- **Problem description**
The answer must be a single number: how many lines of the records below hold the word "instance".

- **Source material**

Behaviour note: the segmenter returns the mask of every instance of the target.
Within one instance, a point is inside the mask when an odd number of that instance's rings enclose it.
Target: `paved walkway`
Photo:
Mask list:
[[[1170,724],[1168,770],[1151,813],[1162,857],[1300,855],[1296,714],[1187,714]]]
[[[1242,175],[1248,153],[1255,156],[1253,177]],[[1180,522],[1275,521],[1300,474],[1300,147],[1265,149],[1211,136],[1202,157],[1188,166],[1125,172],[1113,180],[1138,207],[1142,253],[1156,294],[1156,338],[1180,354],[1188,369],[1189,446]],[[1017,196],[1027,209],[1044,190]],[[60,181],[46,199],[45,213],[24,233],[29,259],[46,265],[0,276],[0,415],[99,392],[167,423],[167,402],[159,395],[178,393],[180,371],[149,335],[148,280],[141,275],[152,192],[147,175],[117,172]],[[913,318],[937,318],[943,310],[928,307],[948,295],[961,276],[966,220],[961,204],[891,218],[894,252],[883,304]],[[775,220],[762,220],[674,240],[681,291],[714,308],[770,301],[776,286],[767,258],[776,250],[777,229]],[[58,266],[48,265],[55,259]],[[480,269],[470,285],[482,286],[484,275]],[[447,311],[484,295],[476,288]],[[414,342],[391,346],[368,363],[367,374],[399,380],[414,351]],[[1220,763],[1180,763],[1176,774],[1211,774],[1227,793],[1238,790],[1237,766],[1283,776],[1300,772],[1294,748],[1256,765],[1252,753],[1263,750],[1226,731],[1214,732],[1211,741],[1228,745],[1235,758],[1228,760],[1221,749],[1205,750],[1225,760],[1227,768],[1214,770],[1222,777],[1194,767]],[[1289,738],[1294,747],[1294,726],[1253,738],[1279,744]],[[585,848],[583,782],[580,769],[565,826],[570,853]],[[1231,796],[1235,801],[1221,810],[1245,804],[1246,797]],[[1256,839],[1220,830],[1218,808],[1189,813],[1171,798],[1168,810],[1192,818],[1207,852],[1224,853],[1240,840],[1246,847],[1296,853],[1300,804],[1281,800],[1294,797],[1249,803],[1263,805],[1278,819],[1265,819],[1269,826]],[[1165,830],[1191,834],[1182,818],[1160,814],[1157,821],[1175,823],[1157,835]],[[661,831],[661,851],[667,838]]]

- **Answer area**
2